# [Selected extract]

Suffering, as much as we might not like it, helps us to know each other.

At the Core

Whether you think you can, or you think you can’t — you’re right.” – Henry Ford

Last weekend we drove about 15 minutes down to Shilshole Bay on Puget Sound to see a dock where sea lions like to congregate. It was packed with sea lions – usually a dozen on the dock and I counted a least a dozen more swimming in the water.

Every once in a while, a sea lion would launch itself out of the water in an attempt to land on the dock. The new weight would make the dock roll one way or the other causing all the sea lions to bark. But there was one sea lion in the center who was doing most of the work to keep the dock level. It would lift its head high and shift its weight this way or that to stabilize the dock again.

It made me think of how impactful what is at the center is. As I was pondering what was at my core, Life, in that beautiful way that sometimes happens, delivered the answers to the question I’d just uncovered. In this case it was through the latest the Unlocking Us podcast about living into our values. In it, Brené Brown had an exercise to determine our core values.

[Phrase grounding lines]
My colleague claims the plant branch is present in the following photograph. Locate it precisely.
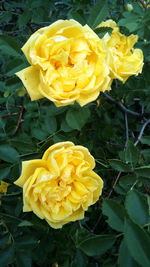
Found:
[124,112,129,148]
[103,93,142,117]
[139,0,147,10]
[134,119,150,146]
[13,107,24,135]
[107,172,122,198]
[0,112,18,119]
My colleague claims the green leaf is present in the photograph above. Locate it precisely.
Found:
[42,117,57,134]
[140,136,150,146]
[102,199,126,232]
[0,234,9,248]
[109,159,131,172]
[16,250,32,267]
[119,174,137,193]
[0,145,19,163]
[120,141,139,165]
[118,239,140,267]
[68,10,86,25]
[18,220,33,227]
[125,220,150,267]
[0,245,14,267]
[94,27,113,38]
[135,165,150,178]
[125,189,150,225]
[0,35,21,57]
[0,167,10,180]
[66,108,90,131]
[87,0,109,28]
[77,235,116,256]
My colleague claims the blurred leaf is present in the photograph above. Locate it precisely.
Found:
[125,189,150,225]
[87,0,109,28]
[135,165,150,178]
[16,250,32,267]
[78,235,116,256]
[102,199,126,232]
[18,221,33,227]
[109,159,131,172]
[0,245,14,267]
[0,234,9,247]
[66,108,90,131]
[119,141,139,165]
[0,35,22,57]
[118,239,140,267]
[0,145,19,163]
[140,136,150,146]
[0,167,10,180]
[125,220,150,267]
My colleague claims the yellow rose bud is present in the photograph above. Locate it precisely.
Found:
[0,181,9,193]
[96,19,118,29]
[15,142,103,228]
[103,19,143,83]
[16,20,111,106]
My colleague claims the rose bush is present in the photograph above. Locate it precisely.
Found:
[0,181,9,193]
[17,20,112,106]
[15,142,103,228]
[98,20,143,83]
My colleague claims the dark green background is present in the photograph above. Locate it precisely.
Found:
[0,0,150,267]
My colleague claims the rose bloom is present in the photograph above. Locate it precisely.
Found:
[15,142,103,228]
[0,181,9,193]
[97,20,143,83]
[16,20,112,106]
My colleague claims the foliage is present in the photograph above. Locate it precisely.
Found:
[0,0,150,267]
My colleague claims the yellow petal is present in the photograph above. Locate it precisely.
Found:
[14,159,47,187]
[16,66,44,100]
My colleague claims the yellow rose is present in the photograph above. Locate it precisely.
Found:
[0,181,9,193]
[15,142,103,228]
[16,20,111,106]
[96,19,118,29]
[103,22,143,83]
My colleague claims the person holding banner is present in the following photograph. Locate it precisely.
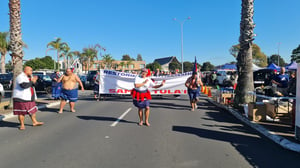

# [Assignment]
Copy out the entire sea lion passage above word for word.

# [Response for this exercise]
Suffering, as much as we might not like it, helps us to know each other.

At the Core

Whether you think you can, or you think you can’t — you’re right.” – Henry Ford

Last weekend we drove about 15 minutes down to Shilshole Bay on Puget Sound to see a dock where sea lions like to congregate. It was packed with sea lions – usually a dozen on the dock and I counted a least a dozen more swimming in the water.

Every once in a while, a sea lion would launch itself out of the water in an attempt to land on the dock. The new weight would make the dock roll one way or the other causing all the sea lions to bark. But there was one sea lion in the center who was doing most of the work to keep the dock level. It would lift its head high and shift its weight this way or that to stabilize the dock again.

It made me think of how impactful what is at the center is. As I was pondering what was at my core, Life, in that beautiful way that sometimes happens, delivered the answers to the question I’d just uncovered. In this case it was through the latest the Unlocking Us podcast about living into our values. In it, Brené Brown had an exercise to determine our core values.